Text under study:
----
[RFC PATCH v1 2/4] drivers/perf: hisi: Add driver support for HiSilicon PMCU

Jonathan Cameron Jonathan.Cameron at Huawei.com
Fri Mar 17 07:52:32 PDT 2023


On Mon, 6 Feb 2023 14:51:44 +0800
Jie Zhan <zhanjie9 at hisilicon.com> wrote:

> HiSilicon Performance Monitor Control Unit (PMCU) is a device that offloads
> PMU accesses from CPUs, handling the configuration, event switching, and
> counter reading of core PMUs on Kunpeng SoC. It facilitates fine-grained
> and multi-PMU-event CPU profiling, in which scenario the current 'perf'
> scheme may lose events or drop sampling frequency. With PMCU, users can
> reliably obtain the data of up to 240 PMU events with the sample interval
> of events down to 1ms, while the software overhead of accessing PMUs, as
> well as its impact on target workloads, is reduced.
> 
> This driver enables the usage of PMCU through the perf_event framework.
> PMCU is registered as a PMU device and utilises the AUX buffer to dump data
> directly. Users can start PMCU sampling through 'perf-record'. Event
> numbers are passed by a sysfs interface.
> 
> Signed-off-by: Jie Zhan <zhanjie9 at hisilicon.com>

Hi Jie,

A few minor comments inline.
Whilst I looked at this internally, that was a while back so I've
found a few new things to point out in what I think is a pretty good/clean driver.
----
[Data records]
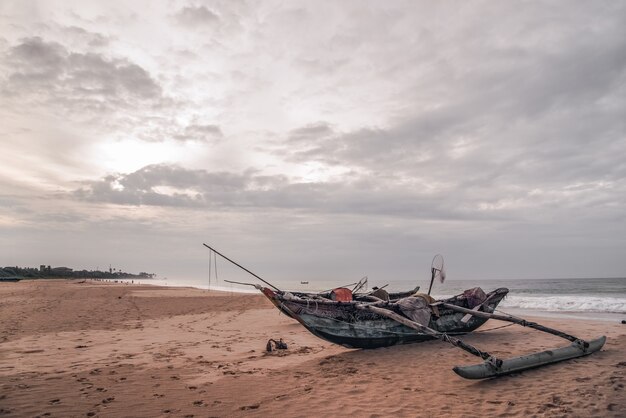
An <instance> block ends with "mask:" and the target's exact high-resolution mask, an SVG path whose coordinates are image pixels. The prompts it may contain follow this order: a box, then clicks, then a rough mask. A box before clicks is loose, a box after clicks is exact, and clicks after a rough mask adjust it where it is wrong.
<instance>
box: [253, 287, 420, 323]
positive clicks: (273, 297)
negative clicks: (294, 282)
----
Problems to solve:
**a)** In the PMCU patch review, which three things does PMCU handle for the core PMUs on Kunpeng SoC?
**b)** Copy a passage of the PMCU patch review word for word, beginning at the words "A few minor" and stopping after "pretty good/clean driver.".
**c)** According to the PMCU patch review, how many PMU events can users reliably obtain data for with PMCU?

Solution set:
**a)** Configuration, event switching, and counter reading.

**b)**
A few minor comments inline.
Whilst I looked at this internally, that was a while back so I've
found a few new things to point out in what I think is a pretty good/clean driver.

**c)** Up to 240 PMU events.